*** FRAGMENTO DEL TEXTO ***
Hace 104 años los mexicanos estábamos metidos en una Revolución. Muchos de nuestros abuelos y abuelas la hicieron porque querían intentar la democracia; otros también la justicia social, la agraria, la educativa, la económica y, sobre todo, querían un gobierno que fuera elegido por la mayoría, para gobernar a un país que se caía de viejo luego de más de treinta años de una imposición política ya insostenible.

 

Durante los once años que duró la confrontación murió un millón de mexicanos y otro tanto salió del país. También los hubo que miraron para otro lado o los que medraron con el movimiento: ¿quién ganó? ¿Quién perdió? Todos perdimos y hoy estamos de otro modo, en lo mismo.
*** LISTADO PROPORCIONADO ***
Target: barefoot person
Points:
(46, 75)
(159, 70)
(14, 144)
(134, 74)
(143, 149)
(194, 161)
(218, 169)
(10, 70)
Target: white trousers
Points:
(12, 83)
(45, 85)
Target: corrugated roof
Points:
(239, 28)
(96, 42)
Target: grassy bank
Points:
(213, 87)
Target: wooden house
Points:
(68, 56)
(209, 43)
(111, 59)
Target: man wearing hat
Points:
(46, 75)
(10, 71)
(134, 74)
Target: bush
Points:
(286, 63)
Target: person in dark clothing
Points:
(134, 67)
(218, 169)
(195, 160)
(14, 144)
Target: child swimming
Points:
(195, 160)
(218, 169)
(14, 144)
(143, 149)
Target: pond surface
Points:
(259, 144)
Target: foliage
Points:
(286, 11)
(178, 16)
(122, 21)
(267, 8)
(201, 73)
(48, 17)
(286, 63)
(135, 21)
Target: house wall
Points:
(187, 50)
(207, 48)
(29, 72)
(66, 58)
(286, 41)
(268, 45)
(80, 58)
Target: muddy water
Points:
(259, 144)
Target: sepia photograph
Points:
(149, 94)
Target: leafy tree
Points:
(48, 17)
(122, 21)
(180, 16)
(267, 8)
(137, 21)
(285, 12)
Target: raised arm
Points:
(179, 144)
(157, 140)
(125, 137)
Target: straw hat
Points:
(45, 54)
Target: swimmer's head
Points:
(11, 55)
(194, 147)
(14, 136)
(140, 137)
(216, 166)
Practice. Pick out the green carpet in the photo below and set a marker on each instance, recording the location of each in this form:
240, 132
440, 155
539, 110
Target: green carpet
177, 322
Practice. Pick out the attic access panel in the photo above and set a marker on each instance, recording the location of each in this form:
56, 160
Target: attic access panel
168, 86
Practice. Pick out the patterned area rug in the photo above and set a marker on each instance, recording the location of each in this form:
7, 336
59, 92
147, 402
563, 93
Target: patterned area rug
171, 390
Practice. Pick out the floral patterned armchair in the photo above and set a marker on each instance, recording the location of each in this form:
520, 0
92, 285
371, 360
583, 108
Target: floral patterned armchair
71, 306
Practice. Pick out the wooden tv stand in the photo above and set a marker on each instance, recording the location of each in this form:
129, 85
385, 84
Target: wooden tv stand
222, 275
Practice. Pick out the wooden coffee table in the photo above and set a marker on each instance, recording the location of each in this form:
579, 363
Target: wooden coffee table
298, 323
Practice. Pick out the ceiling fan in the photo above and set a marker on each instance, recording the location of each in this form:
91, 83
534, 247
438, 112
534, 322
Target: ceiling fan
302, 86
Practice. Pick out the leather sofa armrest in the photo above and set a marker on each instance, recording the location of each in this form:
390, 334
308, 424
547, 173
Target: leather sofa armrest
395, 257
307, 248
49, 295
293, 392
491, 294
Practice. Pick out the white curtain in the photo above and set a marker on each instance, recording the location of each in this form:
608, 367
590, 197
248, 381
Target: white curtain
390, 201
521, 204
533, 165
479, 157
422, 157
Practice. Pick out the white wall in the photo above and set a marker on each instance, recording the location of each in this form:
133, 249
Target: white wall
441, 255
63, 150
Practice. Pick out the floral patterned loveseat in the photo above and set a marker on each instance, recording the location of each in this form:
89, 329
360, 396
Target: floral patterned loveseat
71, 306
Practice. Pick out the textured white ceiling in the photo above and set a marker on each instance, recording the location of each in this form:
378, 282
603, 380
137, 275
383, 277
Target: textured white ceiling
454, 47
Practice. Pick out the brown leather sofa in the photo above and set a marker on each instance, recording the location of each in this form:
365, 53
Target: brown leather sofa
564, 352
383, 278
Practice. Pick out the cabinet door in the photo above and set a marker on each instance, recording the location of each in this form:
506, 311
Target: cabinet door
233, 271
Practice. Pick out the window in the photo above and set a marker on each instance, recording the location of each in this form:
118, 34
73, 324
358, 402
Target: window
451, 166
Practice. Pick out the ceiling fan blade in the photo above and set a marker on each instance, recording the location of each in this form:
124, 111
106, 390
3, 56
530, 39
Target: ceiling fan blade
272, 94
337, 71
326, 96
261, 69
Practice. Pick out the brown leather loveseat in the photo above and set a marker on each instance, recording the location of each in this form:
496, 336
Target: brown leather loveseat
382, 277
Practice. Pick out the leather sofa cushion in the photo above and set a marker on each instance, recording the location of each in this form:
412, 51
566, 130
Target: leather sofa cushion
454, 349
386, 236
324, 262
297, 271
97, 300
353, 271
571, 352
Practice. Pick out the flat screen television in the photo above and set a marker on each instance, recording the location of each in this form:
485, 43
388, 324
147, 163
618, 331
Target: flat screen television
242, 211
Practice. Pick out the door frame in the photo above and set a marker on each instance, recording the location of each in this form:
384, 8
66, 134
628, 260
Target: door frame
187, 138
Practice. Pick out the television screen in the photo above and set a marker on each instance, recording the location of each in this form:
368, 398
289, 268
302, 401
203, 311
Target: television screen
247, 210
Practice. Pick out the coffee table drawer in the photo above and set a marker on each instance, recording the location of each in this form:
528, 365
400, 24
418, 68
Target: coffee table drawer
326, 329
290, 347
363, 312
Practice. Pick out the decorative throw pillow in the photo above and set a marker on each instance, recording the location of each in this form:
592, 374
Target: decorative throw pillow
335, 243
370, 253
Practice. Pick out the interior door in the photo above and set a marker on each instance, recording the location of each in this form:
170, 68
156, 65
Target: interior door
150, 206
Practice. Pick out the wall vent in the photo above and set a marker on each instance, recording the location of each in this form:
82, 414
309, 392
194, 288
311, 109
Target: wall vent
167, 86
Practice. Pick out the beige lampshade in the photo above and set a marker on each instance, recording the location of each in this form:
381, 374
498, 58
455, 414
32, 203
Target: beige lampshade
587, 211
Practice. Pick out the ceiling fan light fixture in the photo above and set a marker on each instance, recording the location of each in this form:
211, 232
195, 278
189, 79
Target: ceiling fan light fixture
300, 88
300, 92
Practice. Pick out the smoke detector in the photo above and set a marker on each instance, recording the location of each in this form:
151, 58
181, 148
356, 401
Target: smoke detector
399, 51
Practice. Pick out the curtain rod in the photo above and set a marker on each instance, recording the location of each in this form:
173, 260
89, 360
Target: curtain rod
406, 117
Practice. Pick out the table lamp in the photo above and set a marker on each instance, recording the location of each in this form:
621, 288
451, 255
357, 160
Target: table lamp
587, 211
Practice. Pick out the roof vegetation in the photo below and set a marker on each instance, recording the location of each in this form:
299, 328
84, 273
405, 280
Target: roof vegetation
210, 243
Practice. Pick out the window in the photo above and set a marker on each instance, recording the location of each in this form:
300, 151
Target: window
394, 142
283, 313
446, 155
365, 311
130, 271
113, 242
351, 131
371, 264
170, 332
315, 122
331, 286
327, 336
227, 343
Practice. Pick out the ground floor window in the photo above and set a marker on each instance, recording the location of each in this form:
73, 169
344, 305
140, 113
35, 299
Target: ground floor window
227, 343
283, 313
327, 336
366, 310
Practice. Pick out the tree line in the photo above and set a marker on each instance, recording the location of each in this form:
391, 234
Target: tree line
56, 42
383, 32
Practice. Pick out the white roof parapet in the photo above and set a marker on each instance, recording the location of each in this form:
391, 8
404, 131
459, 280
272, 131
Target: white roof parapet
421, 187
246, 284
***
--- TAREAS PROPUESTAS ---
- A) Según el texto sobre la Revolución mexicana, ¿cuántos años duró la confrontación?
- B) ¿En cuántas líneas del listado aparece la palabra "carpet"? Responde solo con el número.

--- RESPUESTAS POR TAREA ---
- A) Once años.

- B) 2